Given task 1 => Copy the forum post on the two-stream join word for word, everything from "This approach works" down to "return N-1000 rows.".
Given task 2 => Continue the forum post about the two-stream join past its final sentence.

Join operation within two streams limited to 2000 rows

Hi Everyone,

I am struggling over what really seems to be a bug. In my situation I have two streams:

stream A having the energy used by a machine, sampled 2880 times per day;
stream B having the energy cost sampled once per day;

In order to compute the cost at any of the 2880 timings per day (I need a time series for it for other purposes) what I do is:

I create a '_day' column for both the stream A and B storing the day timestamp, I then group both by this new '_day' column;
I then take a LEFT join on stream A and B over the '_day' column in order to obtain a unique stream and be able to compute the energy cost for any of the timings;

This approach works indeed, the very subtle problem is that if you have more than N>2000 rows for stream A, for some reason the joined table will return N-1000 rows.

Records provided =>

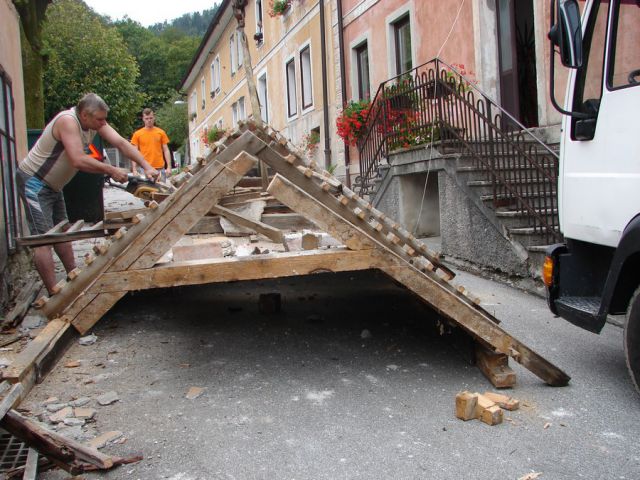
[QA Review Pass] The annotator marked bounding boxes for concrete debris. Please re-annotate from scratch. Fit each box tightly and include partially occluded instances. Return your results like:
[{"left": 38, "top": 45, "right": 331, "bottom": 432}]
[
  {"left": 69, "top": 397, "right": 91, "bottom": 407},
  {"left": 89, "top": 430, "right": 122, "bottom": 449},
  {"left": 518, "top": 472, "right": 542, "bottom": 480},
  {"left": 96, "top": 390, "right": 120, "bottom": 407},
  {"left": 49, "top": 407, "right": 73, "bottom": 423},
  {"left": 45, "top": 398, "right": 69, "bottom": 413},
  {"left": 73, "top": 407, "right": 96, "bottom": 420},
  {"left": 22, "top": 315, "right": 44, "bottom": 329},
  {"left": 185, "top": 387, "right": 204, "bottom": 400},
  {"left": 78, "top": 333, "right": 98, "bottom": 347},
  {"left": 360, "top": 328, "right": 373, "bottom": 340},
  {"left": 63, "top": 417, "right": 85, "bottom": 427}
]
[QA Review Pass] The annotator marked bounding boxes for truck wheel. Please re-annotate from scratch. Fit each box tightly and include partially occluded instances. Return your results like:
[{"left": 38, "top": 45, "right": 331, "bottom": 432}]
[{"left": 624, "top": 288, "right": 640, "bottom": 392}]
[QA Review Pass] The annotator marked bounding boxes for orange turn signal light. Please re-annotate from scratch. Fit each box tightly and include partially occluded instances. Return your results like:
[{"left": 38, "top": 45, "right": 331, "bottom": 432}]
[{"left": 542, "top": 256, "right": 553, "bottom": 287}]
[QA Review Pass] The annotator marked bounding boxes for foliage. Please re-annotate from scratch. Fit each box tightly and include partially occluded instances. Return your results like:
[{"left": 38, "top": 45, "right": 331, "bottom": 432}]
[
  {"left": 302, "top": 130, "right": 320, "bottom": 157},
  {"left": 201, "top": 125, "right": 227, "bottom": 145},
  {"left": 382, "top": 76, "right": 420, "bottom": 109},
  {"left": 114, "top": 19, "right": 199, "bottom": 109},
  {"left": 43, "top": 0, "right": 143, "bottom": 136},
  {"left": 156, "top": 94, "right": 189, "bottom": 151},
  {"left": 149, "top": 3, "right": 220, "bottom": 39},
  {"left": 336, "top": 98, "right": 371, "bottom": 146},
  {"left": 269, "top": 0, "right": 291, "bottom": 17},
  {"left": 13, "top": 0, "right": 51, "bottom": 128},
  {"left": 380, "top": 110, "right": 440, "bottom": 151}
]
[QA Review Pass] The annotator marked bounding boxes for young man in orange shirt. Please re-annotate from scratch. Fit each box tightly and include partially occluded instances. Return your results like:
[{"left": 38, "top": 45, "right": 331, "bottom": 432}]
[{"left": 131, "top": 108, "right": 171, "bottom": 181}]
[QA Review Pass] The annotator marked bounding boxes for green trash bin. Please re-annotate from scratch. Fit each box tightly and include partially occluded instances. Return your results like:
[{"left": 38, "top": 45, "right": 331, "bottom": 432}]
[{"left": 27, "top": 129, "right": 104, "bottom": 223}]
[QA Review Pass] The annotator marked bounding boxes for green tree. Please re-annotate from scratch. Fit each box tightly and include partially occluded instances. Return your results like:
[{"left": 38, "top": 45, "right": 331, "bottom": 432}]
[
  {"left": 115, "top": 18, "right": 200, "bottom": 109},
  {"left": 13, "top": 0, "right": 51, "bottom": 128},
  {"left": 43, "top": 0, "right": 144, "bottom": 136}
]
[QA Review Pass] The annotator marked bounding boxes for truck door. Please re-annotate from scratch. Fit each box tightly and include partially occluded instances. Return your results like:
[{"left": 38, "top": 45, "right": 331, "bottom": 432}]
[{"left": 559, "top": 0, "right": 640, "bottom": 246}]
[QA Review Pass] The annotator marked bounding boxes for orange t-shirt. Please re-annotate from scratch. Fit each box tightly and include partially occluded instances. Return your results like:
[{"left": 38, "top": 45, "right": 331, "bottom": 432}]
[{"left": 131, "top": 127, "right": 169, "bottom": 169}]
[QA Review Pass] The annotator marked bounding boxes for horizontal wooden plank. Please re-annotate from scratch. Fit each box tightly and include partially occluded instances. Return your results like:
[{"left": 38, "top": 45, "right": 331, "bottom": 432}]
[{"left": 88, "top": 248, "right": 382, "bottom": 294}]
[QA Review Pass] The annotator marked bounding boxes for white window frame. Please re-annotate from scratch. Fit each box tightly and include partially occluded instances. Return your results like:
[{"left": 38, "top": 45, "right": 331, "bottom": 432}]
[
  {"left": 255, "top": 0, "right": 266, "bottom": 46},
  {"left": 211, "top": 55, "right": 220, "bottom": 98},
  {"left": 298, "top": 41, "right": 314, "bottom": 114},
  {"left": 189, "top": 90, "right": 198, "bottom": 116},
  {"left": 229, "top": 32, "right": 238, "bottom": 75},
  {"left": 200, "top": 75, "right": 207, "bottom": 110},
  {"left": 284, "top": 56, "right": 298, "bottom": 119},
  {"left": 257, "top": 70, "right": 269, "bottom": 123},
  {"left": 385, "top": 4, "right": 417, "bottom": 78},
  {"left": 236, "top": 30, "right": 244, "bottom": 70},
  {"left": 349, "top": 32, "right": 372, "bottom": 100}
]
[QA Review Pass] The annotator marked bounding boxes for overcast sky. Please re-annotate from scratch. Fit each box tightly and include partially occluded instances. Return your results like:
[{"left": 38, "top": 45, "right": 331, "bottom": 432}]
[{"left": 84, "top": 0, "right": 220, "bottom": 27}]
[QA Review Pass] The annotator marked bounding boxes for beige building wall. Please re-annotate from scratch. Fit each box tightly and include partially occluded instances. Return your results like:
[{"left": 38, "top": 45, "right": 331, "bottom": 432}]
[
  {"left": 183, "top": 0, "right": 339, "bottom": 172},
  {"left": 0, "top": 0, "right": 27, "bottom": 160}
]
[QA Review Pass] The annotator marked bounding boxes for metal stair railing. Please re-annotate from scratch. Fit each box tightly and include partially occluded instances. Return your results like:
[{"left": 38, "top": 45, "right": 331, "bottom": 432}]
[{"left": 354, "top": 58, "right": 561, "bottom": 243}]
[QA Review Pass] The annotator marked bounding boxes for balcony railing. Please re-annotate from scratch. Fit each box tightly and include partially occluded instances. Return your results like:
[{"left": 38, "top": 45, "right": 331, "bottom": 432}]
[{"left": 355, "top": 59, "right": 560, "bottom": 243}]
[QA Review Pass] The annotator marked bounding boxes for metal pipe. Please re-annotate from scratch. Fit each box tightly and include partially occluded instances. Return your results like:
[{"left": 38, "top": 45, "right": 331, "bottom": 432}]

Final answer 1 =>
This approach works indeed, the very subtle problem is that if you have more than N>2000 rows for stream A, for some reason the joined table will return N-1000 rows.

Final answer 2 =>
So for a single day the joined table will return 1880 rows instead of 2880! If i limit the stream A to 2000 rows I will get 2000 rows back, but if I use 2001 rows I will get back 1001 rows.

In this image _value -> is the count of rows.

Thanks to anyone helping me.

Steps to reproduce: List the minimal actions needed to reproduce the behavior.

Create a stream A with at least 2001 rows per day;
Add the _day column to stream A containing the day timestamp -> date.truncate(t: r._time, unit 1d)
Create a stream B with 1 row per day;
Add the _day column to stream B containing the day timestamp -> date.truncate(t: r._time, unit 1d)
Take a letf/full join on the _day column

Expected behavior: Get back a table having the same row numbers than the stream A.

Actual behavior:

Get back a table having the same row numbers than the stream A only if row_numbers <= 2000.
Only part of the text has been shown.